**ФРАГМЕНТ СТРАНИЦЫ:**
■ ■ ■ ■
Моя дорогая мамочка слабела с каждым годом. В жизни своей она перенесла около восьми операций, одна грудь у неё была уже давно отрезана. Но духом мама была всегда бодра, никогда не унывала. Перед операцией она всегда соборовалась, однажды пособоровалась и я вместе с нею. Примечательно то, что в последние минуты, когда мы уже стояли готовые к соборованию, кто-то позвонил в дверь. Совсем неожиданно приехал из Санкт-Петербурга (тогда ещё Ленинграда) друг семьи, священник отец Евгений А. Так что совершать Таинство стал не один наш отец Владимир, а вместе с отцом Евгением, как в старину и полагалось.
■ ■ ■ ■
**ЗАДАНИЕ:** Выпишите из фрагмента страницы дословно отрывок, начиная со слов «Моя дорогая мамочка» и заканчивая словами «старину и полагалось.». Работайте только с фрагментом страницы, не привлекая других источников.

**ИСХОДНЫЕ ДАННЫЕ:**
■ ■ ■ ■
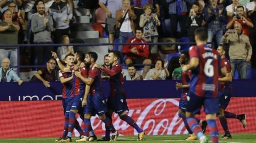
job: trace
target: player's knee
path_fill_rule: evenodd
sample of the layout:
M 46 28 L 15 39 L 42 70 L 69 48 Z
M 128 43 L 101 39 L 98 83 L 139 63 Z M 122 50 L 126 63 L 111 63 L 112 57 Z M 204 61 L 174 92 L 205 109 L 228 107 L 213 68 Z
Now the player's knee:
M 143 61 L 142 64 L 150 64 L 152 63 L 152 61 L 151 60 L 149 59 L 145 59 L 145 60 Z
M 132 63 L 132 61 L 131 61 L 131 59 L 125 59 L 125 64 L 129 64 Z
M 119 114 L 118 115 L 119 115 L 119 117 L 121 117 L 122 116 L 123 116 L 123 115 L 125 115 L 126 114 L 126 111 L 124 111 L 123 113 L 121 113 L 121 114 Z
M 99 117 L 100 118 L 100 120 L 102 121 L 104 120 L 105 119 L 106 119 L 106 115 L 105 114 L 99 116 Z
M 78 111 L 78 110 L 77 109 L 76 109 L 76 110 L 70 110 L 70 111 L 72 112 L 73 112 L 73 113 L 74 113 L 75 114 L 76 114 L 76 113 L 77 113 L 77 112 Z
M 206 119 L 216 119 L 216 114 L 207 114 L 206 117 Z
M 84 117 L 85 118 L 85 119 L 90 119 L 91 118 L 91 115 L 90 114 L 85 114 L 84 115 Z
■ ■ ■ ■
**ПОЛЕ ДЛЯ ОТВЕТА:**
Моя дорогая мамочка слабела с каждым годом. В жизни своей она перенесла около восьми операций, одна грудь у неё была уже давно отрезана. Но духом мама была всегда бодра, никогда не унывала. Перед операцией она всегда соборовалась, однажды пособоровалась и я вместе с нею. Примечательно то, что в последние минуты, когда мы уже стояли готовые к соборованию, кто-то позвонил в дверь. Совсем неожиданно приехал из Санкт-Петербурга (тогда ещё Ленинграда) друг семьи, священник отец Евгений А. Так что совершать Таинство стал не один наш отец Владимир, а вместе с отцом Евгением, как в старину и полагалось.